- Directed by: Porter Farrell
- Written by: Porter Farrell
- Produced by: Adam Dietrich Suzanne Weinert
- Starring: Madelyn Deutch; Quinn Shephard; Nick Krause; Adam Hicks; Peyton Clark; Ian Colletti; Barry Corbin; Stelio Savante;
- Cinematography: Josh Pickering
- Edited by: Matt Brundige Mark Hovland
- Music by: Andy R. Jordan
- Production company: Turnpike Pictures
- Release date: March 22, 2015 (Garden State Film Festival);
- Running time: 97 minutes
- Country: United States
- Language: English

= Windsor (film) =

Windsor is a 2015 American independent drama film written, directed and produced by Porter Farrell and starring Madelyn Deutch, Quinn Shephard, Nick Krause, Adam Hicks, Peyton Clark, Ian Colletti and Barry Corbin. The film is Farrell's directorial debut.

------------------------------

#### TASK INSTRUCTIONS
1. According to the Windsor page, how long is the film's running time?
2. Extract the stretch of the Windsor page from "Windsor is a" through "Farrell's directorial debut.".
Use only the Windsor page when answering.

------------------------------

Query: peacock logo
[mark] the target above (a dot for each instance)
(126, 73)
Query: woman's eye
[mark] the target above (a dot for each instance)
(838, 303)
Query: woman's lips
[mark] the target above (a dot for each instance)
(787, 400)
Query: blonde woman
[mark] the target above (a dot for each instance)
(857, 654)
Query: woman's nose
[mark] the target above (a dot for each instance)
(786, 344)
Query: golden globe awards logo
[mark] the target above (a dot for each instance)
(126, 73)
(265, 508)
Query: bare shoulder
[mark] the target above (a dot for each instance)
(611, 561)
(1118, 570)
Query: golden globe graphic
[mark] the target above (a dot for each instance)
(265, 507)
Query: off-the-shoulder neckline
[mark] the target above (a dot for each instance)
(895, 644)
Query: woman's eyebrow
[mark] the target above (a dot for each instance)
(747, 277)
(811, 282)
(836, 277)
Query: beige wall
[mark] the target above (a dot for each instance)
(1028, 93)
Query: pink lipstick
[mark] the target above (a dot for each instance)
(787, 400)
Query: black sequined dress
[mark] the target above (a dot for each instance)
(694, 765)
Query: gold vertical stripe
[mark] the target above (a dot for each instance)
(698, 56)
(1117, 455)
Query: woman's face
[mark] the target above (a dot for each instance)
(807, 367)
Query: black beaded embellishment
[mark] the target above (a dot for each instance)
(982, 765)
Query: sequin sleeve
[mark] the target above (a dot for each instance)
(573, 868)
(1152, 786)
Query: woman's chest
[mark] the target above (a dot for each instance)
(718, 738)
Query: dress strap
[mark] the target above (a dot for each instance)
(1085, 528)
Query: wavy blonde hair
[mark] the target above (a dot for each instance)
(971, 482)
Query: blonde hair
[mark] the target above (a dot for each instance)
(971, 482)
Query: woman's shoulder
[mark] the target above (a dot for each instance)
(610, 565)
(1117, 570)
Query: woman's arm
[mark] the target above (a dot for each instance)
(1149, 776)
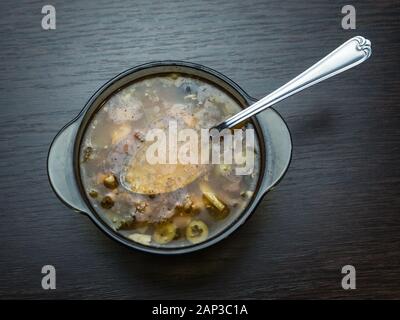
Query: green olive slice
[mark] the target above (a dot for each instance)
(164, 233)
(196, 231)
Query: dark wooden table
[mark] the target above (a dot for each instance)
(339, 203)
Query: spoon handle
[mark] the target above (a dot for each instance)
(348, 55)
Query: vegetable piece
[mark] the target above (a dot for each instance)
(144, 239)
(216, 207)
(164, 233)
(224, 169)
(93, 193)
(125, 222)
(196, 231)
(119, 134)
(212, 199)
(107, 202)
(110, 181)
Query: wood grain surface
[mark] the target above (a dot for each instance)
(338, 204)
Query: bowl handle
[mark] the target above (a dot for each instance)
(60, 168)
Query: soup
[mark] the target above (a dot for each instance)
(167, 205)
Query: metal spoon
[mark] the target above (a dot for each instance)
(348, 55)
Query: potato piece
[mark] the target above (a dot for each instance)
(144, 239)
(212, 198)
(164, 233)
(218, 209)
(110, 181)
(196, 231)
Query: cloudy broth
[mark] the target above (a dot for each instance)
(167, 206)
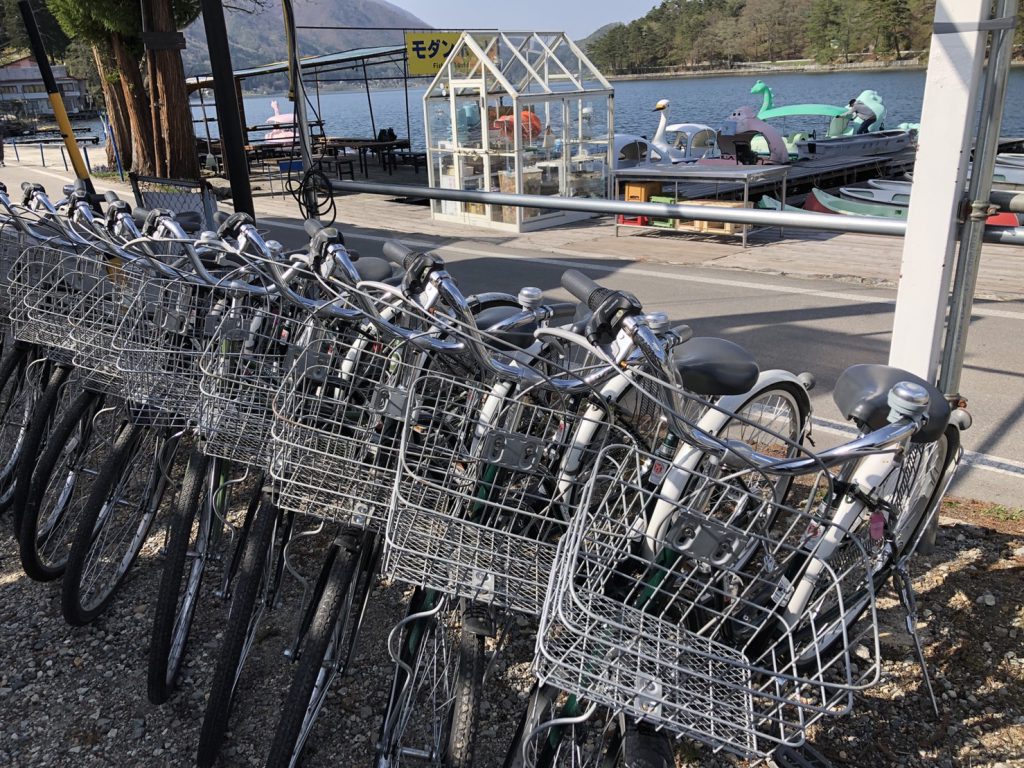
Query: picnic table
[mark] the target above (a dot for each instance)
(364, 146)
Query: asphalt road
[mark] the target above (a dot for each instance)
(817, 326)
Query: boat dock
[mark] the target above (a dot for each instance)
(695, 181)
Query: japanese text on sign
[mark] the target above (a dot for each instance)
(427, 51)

------------------------------

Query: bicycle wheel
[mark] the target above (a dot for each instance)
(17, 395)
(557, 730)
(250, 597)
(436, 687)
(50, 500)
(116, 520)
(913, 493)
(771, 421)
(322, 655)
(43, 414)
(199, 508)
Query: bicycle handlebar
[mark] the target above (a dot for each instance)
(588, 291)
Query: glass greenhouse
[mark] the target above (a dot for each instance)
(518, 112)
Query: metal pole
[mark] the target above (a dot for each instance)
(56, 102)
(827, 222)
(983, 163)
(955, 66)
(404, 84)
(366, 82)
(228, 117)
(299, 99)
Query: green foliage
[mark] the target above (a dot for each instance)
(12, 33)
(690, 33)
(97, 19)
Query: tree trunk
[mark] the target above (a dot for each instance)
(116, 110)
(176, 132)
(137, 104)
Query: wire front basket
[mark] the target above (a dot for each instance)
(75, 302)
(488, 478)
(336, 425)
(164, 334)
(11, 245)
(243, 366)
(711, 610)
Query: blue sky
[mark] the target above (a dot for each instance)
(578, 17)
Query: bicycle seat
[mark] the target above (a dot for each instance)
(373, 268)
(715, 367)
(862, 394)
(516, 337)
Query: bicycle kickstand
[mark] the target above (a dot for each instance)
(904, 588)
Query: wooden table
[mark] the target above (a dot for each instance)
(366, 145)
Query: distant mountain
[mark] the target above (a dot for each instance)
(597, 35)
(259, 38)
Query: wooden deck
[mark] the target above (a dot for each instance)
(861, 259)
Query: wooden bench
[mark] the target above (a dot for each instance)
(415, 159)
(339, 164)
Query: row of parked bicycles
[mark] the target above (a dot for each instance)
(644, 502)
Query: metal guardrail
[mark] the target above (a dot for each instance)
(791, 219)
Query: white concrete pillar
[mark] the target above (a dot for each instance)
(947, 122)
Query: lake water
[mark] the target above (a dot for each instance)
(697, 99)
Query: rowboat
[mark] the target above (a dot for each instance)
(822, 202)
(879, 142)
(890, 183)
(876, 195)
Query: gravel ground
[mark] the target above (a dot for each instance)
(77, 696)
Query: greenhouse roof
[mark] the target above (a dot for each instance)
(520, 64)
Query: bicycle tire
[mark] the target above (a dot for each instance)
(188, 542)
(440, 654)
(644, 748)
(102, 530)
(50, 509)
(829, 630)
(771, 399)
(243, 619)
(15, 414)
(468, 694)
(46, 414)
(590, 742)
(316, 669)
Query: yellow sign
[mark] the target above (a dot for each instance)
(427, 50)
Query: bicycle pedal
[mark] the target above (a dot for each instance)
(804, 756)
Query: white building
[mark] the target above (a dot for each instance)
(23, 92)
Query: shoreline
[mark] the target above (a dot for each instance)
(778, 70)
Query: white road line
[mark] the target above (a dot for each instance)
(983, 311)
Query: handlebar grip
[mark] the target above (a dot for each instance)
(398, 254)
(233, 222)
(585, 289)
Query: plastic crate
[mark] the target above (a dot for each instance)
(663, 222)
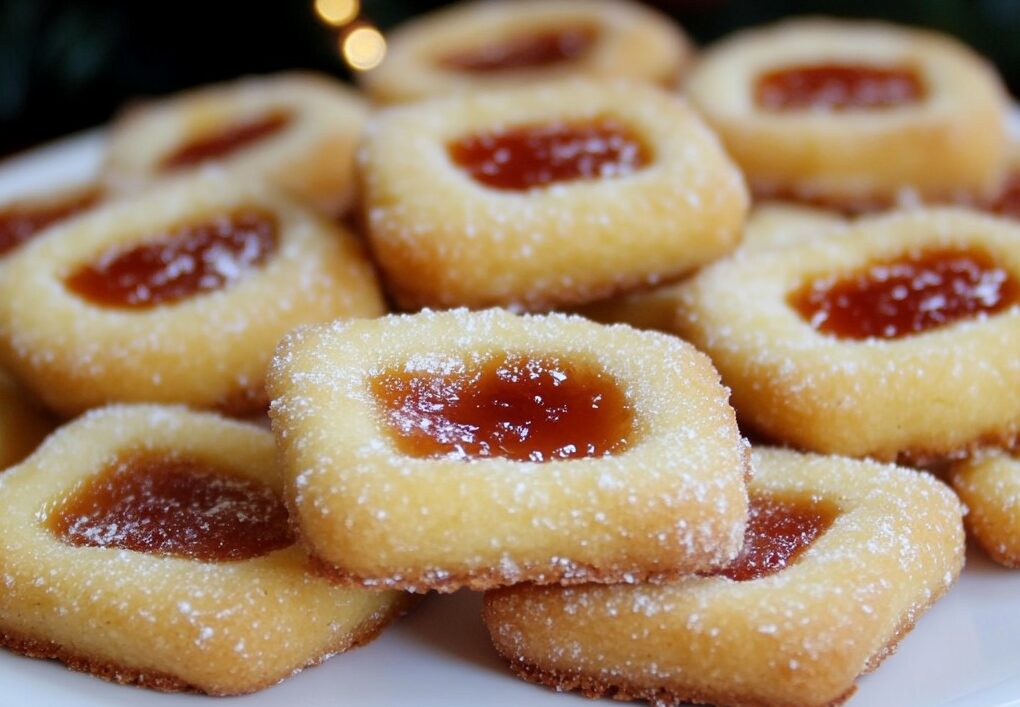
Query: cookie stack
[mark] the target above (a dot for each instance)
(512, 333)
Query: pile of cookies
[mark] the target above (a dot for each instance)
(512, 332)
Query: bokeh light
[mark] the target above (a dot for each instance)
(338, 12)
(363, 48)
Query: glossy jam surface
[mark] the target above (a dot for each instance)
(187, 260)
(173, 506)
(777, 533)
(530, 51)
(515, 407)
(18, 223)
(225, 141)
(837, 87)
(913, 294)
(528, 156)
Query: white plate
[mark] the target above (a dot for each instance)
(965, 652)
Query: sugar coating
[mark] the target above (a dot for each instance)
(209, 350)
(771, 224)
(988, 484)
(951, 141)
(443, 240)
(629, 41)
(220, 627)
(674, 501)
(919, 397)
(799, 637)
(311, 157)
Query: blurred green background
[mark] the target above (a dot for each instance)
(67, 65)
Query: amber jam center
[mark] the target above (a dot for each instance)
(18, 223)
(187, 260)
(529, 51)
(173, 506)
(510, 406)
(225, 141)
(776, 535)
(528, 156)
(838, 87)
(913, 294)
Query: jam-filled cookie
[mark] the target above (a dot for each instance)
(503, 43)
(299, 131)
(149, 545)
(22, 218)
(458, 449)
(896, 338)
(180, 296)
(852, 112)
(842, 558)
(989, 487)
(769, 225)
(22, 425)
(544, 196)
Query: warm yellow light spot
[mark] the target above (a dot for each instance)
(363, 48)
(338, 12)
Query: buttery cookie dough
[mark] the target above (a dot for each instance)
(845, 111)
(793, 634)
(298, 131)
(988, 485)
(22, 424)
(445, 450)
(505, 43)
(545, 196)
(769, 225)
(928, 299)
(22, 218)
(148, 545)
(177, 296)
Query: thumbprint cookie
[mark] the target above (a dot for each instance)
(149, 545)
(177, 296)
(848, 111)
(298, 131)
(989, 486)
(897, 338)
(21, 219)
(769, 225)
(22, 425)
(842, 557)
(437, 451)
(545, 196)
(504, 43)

------------------------------

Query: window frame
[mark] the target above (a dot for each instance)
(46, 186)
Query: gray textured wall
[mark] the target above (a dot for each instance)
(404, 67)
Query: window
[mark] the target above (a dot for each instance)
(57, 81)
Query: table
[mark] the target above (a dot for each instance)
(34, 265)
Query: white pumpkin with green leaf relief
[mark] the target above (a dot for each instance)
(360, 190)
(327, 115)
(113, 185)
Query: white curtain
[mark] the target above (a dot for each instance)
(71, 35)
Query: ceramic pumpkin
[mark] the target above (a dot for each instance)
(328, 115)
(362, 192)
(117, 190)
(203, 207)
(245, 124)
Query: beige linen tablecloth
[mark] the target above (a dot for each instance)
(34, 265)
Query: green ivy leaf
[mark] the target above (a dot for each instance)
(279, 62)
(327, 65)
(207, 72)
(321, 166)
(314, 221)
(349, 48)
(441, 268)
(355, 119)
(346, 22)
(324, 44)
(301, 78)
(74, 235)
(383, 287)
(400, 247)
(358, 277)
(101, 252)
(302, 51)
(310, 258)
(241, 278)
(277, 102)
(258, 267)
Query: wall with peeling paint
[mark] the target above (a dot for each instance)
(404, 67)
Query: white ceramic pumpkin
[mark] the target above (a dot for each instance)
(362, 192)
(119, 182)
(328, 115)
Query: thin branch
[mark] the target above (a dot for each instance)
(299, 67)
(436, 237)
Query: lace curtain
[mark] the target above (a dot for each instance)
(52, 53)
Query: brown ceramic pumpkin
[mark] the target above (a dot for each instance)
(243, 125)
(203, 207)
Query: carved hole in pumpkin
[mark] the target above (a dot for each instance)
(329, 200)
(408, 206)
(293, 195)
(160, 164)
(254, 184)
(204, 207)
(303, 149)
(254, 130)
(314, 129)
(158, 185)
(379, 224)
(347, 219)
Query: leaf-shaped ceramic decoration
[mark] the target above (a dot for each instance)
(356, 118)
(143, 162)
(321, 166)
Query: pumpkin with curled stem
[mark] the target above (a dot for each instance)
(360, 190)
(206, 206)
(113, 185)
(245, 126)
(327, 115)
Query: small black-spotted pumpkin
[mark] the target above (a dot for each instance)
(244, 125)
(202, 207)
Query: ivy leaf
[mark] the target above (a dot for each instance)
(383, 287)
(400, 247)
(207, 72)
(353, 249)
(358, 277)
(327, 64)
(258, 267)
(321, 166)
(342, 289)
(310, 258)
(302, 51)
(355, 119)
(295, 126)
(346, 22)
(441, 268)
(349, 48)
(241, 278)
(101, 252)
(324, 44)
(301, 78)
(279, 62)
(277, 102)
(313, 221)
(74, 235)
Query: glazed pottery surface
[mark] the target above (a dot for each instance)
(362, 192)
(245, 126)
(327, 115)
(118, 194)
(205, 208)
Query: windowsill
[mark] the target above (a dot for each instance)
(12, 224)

------------------------------

#### RESPONSES TO THE EXERCISE
1. 97 minutes

2.
Windsor is a 2015 American independent drama film written, directed and produced by Porter Farrell and starring Madelyn Deutch, Quinn Shephard, Nick Krause, Adam Hicks, Peyton Clark, Ian Colletti and Barry Corbin. The film is Farrell's directorial debut.